#### TEKS YANG DIBERIKAN
KAMPUNGBERITA.ID – Hari ini, Polda Jatim mengagendakan pemeriksaan terhadap tiga pejabat Pemkot Batu yang sempat ditangkap dalam operasi tangkap tangan (OTT) Tim Saber Kemenko Polhukam dan UPP Polres Batu yang kemudian dilepaskan.
Ketiga pejabat Pemkot Batu yang terkena OTT yakni Nugroho Widyanto (alias Yeyen) Kabid Cipta Karya; Fafan Firmansyah, Kasi Bidang Perumahan; Muhamad Hafid, Kasi Cipta Karya.
Ketiganya merupakan pejabat dari Dinas Perumahan, Kawasan Permukiman dan Pertanahan, Cipta Karya Batu.
Ketua Tim Saber Pungli Pusat Mabes Polri (Kemen Polhukam) Widianto Poesoko menyayangkan langkah Polres Batu yang melepas ketiga terduga kasus pungli tersebut sehingga kasus tersebut harus ditarik ke Polda Jatim. Menurutnya, sangat mungkin pihak Polres Batu belum mengerti dan belum memahami Perpres No 87 tahun 2016 tentang Saber Pungli.Sehingga masyarakat menilai Tim Satgas Saber Pungli Kemenko Polhukam.cari sensasi yangg ujung-ujungnya menyakiti hati masyarakat.
“Irwasum Polri selaku Ketua Pelaksana Satgas Saber Pungli Pusat mengapresiasi hasil kerja Tim Satgas Saber Pungli Kemenko Polhukam dalam melaksanakan tugas operasi di Kota Batu. Apresiasi kepada Tim Satgas juga disampaikan oleh Mendagri kepada Kasatgas Irwasum Polri,” kata Widianto kepada Bangsaonline, Minggu (3/9).
Bahkan, kata dia, lantaran di Polres Batu menjumpai adanya kendala, maka Irwasum Polri menghubungi Kapolda Jatim untuk menarik proses penanganan Polres Batu ke Polda Jatim.

#### DAFTAR CATATAN
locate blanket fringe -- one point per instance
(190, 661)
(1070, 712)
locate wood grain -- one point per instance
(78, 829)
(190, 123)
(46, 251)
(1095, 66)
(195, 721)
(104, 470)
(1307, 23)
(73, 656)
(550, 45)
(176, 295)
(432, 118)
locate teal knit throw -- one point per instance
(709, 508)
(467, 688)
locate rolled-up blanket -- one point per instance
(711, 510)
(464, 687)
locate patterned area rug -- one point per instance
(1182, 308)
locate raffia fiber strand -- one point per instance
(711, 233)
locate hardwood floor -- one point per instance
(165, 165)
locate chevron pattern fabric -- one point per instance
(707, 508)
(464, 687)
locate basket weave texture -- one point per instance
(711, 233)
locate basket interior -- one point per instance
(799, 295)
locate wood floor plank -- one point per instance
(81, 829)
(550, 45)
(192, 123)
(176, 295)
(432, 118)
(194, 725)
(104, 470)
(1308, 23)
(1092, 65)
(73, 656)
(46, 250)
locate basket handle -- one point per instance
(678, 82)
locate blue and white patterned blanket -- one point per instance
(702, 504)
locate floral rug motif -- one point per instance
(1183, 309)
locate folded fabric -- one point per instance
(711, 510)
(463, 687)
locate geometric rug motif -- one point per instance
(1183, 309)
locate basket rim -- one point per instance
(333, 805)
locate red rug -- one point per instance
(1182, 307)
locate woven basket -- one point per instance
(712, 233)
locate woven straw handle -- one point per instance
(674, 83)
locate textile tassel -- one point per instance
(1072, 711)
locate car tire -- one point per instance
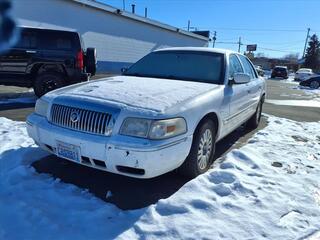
(202, 151)
(314, 84)
(254, 121)
(46, 82)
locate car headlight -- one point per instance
(136, 127)
(153, 129)
(167, 128)
(41, 107)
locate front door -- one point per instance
(238, 95)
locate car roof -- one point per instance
(198, 49)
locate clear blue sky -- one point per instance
(277, 25)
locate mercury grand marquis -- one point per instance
(165, 112)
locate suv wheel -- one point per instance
(47, 82)
(314, 84)
(202, 151)
(254, 121)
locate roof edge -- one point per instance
(113, 10)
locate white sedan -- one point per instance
(304, 74)
(167, 111)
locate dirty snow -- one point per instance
(299, 103)
(268, 189)
(18, 100)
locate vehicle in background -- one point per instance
(47, 59)
(303, 74)
(313, 82)
(259, 70)
(280, 72)
(152, 120)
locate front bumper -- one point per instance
(123, 155)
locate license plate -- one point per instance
(68, 151)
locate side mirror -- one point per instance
(240, 78)
(123, 70)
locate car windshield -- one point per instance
(304, 70)
(181, 65)
(280, 69)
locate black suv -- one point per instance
(279, 71)
(47, 59)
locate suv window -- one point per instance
(52, 40)
(28, 40)
(234, 66)
(248, 69)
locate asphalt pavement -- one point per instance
(130, 193)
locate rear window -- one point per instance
(28, 40)
(56, 40)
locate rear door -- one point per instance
(255, 84)
(14, 63)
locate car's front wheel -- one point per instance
(314, 84)
(202, 150)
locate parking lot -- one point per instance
(17, 103)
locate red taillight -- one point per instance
(79, 62)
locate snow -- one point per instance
(300, 103)
(141, 92)
(313, 93)
(18, 100)
(268, 189)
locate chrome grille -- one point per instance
(81, 119)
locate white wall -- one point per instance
(119, 41)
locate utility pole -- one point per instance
(145, 12)
(214, 38)
(305, 45)
(239, 48)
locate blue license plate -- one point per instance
(68, 151)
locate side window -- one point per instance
(234, 66)
(248, 69)
(27, 40)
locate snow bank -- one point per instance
(268, 189)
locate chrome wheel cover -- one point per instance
(205, 149)
(314, 84)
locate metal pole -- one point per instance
(305, 45)
(133, 8)
(239, 48)
(214, 38)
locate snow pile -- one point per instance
(18, 100)
(268, 189)
(313, 93)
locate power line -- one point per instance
(258, 29)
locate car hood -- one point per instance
(152, 94)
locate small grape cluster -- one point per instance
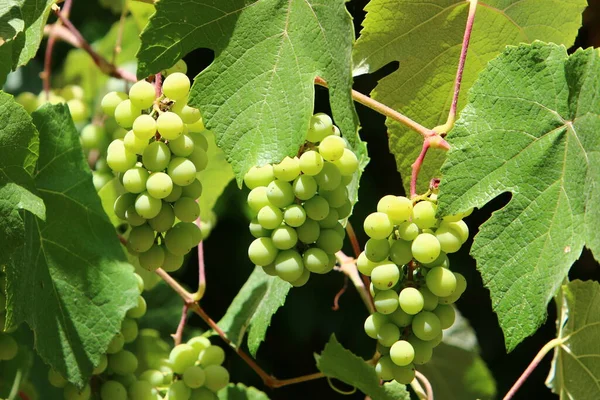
(299, 203)
(411, 283)
(157, 161)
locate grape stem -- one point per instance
(532, 366)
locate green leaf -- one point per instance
(241, 392)
(426, 39)
(19, 146)
(69, 279)
(21, 31)
(337, 362)
(253, 307)
(263, 48)
(575, 371)
(530, 128)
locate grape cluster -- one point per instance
(157, 161)
(411, 283)
(299, 203)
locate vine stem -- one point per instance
(534, 363)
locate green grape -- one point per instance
(411, 300)
(311, 163)
(319, 127)
(329, 178)
(153, 258)
(423, 214)
(336, 197)
(259, 176)
(142, 94)
(330, 241)
(309, 231)
(316, 260)
(118, 158)
(288, 169)
(388, 334)
(305, 187)
(294, 215)
(425, 248)
(377, 250)
(113, 390)
(171, 262)
(257, 230)
(141, 238)
(212, 355)
(364, 265)
(386, 301)
(71, 392)
(178, 240)
(289, 265)
(430, 300)
(378, 225)
(176, 86)
(164, 220)
(92, 136)
(262, 251)
(144, 127)
(182, 357)
(134, 179)
(123, 363)
(133, 143)
(110, 102)
(169, 125)
(400, 318)
(141, 390)
(139, 310)
(147, 206)
(317, 208)
(332, 148)
(156, 156)
(441, 281)
(284, 237)
(183, 146)
(129, 330)
(400, 252)
(385, 276)
(193, 190)
(347, 163)
(186, 209)
(179, 391)
(126, 113)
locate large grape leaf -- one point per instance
(530, 128)
(21, 31)
(257, 96)
(575, 372)
(253, 307)
(337, 362)
(69, 279)
(426, 38)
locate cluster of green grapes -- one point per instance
(157, 161)
(72, 95)
(299, 203)
(411, 283)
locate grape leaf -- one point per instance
(575, 371)
(241, 392)
(19, 147)
(530, 128)
(426, 39)
(21, 31)
(253, 307)
(69, 279)
(262, 49)
(337, 362)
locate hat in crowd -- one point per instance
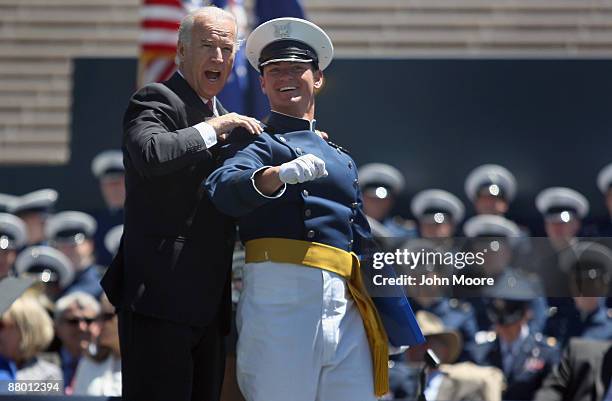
(113, 238)
(41, 201)
(49, 264)
(70, 226)
(7, 202)
(509, 299)
(491, 180)
(437, 206)
(604, 179)
(380, 180)
(109, 162)
(588, 257)
(562, 204)
(13, 232)
(289, 39)
(12, 288)
(488, 225)
(433, 327)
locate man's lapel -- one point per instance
(179, 85)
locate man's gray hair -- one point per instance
(186, 26)
(82, 299)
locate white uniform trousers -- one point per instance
(301, 338)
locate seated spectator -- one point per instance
(75, 316)
(26, 330)
(525, 357)
(13, 236)
(462, 381)
(99, 371)
(582, 375)
(588, 268)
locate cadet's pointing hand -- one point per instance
(304, 168)
(225, 123)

#### TUGAS 1
Tulis ulang bagian catatan yang dimulai dari baris berisi "locate man's lapel -- one point per instance" dan berakhir di akhir catatan, termasuk baris permintaannya. Kalikan setiap angka koordinat titik dengan 0,65, lalu bulatkan ke bilangan bulat terdekat (angka setengah dibulatkan ke atas).
#### TUGAS 2
Lanjutkan berita tentang OTT pungli pejabat Pemkot Batu mulai setelah kalimat terakhirnya.
Teks dan catatan di atas berasal dari sumber yang berbeda.

#### JAWABAN 1
locate man's lapel -- one point per instance
(116, 55)
locate man's gray hair -- one point per instance
(121, 17)
(53, 194)
locate white uniform trousers -- one point per instance
(196, 220)
locate seated spectator -- one point per instance
(49, 205)
(17, 215)
(341, 232)
(8, 153)
(300, 248)
(64, 241)
(378, 244)
(382, 174)
locate cadet's pointing hand -- one point per instance
(198, 109)
(146, 80)

#### JAWABAN 2
“Jadi pihak Tim Saber Pungli Pusat jauh-jauh datang ke daerah melakukan tugas bersama UPP daerah, yang sebelumnya sudah kulo nuwun via telefon hingga langsung datang ke daerah. Rangkaian proses penangkapan hingga surat resmi, semuanya diterbitkan oleh UPP Batu,” kata dia.
Namun, kata dia, Tim Satgas Saber Pusat tidak mendapatkan perlakuan yang semestinya. Bahkan, pimpinan Polres Batu melempar tanggung jawab hingga akhirnya pimpinan Polres membebaskan tiga terduga yang berhasil diamankan saat kena OTT.
Dia menegaskan, tudingan operasi Tim Saber Pungli yang dinilai tidak prosedural sangat tidak bisa diterima.
“Tim Satgas Saber Pungli Pusat profesional dalam bertugas dan sudah beberapa kali melakukan OTT semua berjalan lancar, namun baru kali ini ada pihak UPP daerah yang kurang menunjukkan itikad baik dalam pemberantasan pungli” katanya.
Sementara itu, Ketua GNPK Jatim, Mariyadi SH mengaku keberatan atas pelepasan tiga pejabat terduga kasus pungli tersebut.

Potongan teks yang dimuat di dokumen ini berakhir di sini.